Total the lines of the entries below that hold the string "coords", then write only that total.

------ Data for processing

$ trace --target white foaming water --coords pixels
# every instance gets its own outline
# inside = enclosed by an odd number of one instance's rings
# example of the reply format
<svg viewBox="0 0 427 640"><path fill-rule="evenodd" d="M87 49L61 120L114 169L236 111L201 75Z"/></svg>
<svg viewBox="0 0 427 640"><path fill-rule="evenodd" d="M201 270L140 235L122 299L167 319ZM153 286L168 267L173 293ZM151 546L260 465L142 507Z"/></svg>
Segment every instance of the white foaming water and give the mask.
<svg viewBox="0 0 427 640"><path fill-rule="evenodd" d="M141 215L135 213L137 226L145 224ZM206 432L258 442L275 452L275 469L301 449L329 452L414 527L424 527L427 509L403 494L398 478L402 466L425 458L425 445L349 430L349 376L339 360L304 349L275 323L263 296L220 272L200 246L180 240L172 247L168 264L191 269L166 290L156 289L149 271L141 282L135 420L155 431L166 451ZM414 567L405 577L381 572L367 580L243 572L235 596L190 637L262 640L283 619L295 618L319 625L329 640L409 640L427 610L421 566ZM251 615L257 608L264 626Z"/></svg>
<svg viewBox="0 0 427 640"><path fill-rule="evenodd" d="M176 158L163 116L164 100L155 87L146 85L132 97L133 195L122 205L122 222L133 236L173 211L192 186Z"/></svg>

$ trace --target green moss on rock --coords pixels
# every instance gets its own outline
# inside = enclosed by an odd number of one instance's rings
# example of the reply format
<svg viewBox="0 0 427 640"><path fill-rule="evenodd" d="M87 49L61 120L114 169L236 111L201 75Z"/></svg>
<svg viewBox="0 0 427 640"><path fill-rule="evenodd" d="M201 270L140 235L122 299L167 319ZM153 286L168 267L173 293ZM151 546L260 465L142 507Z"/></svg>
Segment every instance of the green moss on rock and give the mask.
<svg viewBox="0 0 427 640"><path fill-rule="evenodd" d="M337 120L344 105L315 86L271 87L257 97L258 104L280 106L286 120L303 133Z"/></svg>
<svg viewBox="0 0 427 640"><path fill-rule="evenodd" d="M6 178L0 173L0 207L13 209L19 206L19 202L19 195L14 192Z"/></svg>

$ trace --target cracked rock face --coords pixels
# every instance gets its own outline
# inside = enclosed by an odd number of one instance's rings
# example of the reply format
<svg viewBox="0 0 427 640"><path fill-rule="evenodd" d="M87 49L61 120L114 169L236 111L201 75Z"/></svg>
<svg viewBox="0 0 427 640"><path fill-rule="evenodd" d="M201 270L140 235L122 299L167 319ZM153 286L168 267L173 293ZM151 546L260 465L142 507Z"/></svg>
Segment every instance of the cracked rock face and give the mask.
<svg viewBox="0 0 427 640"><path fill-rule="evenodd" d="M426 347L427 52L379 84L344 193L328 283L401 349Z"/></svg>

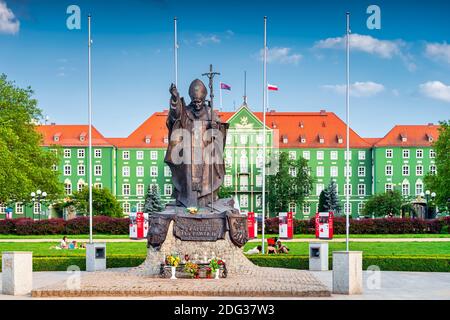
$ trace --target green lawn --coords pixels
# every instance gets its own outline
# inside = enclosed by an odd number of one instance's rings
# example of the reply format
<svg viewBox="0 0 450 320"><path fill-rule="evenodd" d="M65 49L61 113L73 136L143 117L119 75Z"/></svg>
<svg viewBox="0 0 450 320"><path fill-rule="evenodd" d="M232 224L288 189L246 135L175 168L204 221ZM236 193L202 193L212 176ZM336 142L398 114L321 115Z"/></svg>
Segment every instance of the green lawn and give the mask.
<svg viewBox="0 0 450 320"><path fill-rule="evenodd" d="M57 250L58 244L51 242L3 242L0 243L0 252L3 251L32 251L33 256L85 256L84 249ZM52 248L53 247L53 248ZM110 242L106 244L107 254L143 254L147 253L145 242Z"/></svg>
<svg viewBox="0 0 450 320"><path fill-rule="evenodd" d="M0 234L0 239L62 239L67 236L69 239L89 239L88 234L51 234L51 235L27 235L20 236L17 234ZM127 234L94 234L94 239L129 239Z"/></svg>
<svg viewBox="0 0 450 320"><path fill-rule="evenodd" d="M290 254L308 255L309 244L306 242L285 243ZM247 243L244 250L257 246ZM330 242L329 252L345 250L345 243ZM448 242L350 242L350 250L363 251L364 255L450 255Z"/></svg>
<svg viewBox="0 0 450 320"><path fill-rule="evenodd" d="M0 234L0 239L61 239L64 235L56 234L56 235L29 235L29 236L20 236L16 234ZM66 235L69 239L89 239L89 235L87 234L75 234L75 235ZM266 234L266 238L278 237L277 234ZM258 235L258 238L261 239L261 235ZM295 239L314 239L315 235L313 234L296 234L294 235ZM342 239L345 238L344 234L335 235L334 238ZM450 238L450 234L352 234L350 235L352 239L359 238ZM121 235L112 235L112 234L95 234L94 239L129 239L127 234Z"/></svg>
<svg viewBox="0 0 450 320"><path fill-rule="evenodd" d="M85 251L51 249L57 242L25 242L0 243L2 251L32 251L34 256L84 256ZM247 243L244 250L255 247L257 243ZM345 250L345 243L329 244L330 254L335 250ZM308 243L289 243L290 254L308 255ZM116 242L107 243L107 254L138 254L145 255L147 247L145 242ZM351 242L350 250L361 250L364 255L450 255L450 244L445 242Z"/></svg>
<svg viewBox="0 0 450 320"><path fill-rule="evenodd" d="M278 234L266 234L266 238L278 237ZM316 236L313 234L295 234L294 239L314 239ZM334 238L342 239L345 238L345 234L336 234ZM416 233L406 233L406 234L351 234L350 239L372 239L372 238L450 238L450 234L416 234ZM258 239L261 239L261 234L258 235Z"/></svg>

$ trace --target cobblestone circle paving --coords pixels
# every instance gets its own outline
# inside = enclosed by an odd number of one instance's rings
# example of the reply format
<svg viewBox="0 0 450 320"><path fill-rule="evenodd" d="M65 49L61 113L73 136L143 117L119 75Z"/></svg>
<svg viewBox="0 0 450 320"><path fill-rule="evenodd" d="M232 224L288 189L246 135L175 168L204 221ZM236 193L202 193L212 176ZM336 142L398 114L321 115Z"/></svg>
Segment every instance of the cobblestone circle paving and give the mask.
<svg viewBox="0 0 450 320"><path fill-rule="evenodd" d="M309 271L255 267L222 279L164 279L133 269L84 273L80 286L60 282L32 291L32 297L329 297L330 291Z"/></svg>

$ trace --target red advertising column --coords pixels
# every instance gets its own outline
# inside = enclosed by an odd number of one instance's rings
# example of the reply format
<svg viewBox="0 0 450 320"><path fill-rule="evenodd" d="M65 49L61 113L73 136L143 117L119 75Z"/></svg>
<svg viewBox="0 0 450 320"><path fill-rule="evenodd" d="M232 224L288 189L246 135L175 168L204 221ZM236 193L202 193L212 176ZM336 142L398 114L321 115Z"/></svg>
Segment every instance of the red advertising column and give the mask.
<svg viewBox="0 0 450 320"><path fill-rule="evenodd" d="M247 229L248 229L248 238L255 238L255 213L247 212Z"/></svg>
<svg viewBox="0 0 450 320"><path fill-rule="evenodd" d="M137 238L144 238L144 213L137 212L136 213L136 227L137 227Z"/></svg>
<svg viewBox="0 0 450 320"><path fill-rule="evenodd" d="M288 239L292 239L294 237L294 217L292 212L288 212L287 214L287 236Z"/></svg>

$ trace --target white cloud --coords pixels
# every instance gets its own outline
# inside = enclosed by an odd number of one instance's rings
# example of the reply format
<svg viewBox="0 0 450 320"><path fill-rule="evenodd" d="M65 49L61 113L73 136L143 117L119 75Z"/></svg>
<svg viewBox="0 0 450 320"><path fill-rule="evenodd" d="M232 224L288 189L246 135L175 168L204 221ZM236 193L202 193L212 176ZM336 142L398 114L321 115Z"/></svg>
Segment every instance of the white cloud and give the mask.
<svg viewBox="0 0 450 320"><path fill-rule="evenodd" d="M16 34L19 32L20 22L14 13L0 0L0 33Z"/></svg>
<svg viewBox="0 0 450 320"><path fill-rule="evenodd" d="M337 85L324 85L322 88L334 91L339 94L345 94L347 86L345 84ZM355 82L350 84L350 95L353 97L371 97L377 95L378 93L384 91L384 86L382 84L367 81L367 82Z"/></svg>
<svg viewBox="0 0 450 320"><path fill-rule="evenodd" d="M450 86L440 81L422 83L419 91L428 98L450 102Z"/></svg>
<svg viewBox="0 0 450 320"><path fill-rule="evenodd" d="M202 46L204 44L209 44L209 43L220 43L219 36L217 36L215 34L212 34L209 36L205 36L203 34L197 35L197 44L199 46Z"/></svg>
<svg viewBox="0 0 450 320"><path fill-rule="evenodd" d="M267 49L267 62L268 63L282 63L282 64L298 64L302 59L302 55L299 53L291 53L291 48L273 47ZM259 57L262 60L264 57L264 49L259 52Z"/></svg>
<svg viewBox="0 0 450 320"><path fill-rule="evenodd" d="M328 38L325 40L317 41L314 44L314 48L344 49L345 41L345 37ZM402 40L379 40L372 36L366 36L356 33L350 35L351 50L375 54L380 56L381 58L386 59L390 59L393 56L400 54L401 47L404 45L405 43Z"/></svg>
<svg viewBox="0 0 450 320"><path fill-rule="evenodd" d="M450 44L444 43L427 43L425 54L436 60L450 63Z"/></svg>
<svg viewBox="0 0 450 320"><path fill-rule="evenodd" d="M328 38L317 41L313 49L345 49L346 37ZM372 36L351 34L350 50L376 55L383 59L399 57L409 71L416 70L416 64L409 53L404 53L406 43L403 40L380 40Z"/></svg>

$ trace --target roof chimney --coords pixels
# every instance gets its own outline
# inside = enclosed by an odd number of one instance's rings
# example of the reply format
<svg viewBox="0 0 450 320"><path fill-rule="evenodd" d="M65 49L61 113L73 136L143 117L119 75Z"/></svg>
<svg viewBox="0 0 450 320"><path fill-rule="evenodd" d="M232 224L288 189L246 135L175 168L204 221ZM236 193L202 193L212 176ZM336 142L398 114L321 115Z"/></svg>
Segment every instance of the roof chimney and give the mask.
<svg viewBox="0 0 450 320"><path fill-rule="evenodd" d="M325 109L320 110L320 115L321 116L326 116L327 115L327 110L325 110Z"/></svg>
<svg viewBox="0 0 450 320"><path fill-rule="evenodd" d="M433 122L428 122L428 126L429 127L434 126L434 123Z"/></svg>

------------

Result for this task: 8